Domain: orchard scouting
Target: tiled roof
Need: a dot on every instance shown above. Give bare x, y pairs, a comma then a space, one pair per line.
--
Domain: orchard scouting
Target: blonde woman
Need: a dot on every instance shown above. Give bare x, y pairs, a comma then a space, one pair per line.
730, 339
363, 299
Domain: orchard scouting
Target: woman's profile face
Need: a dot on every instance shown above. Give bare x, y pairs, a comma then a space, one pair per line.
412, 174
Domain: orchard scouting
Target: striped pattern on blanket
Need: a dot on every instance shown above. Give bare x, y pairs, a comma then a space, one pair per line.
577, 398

== Stated problem ==
How many lines in the material above contain the string "Target", matching case exactly? Reply with the number alone.

== Reply ==
4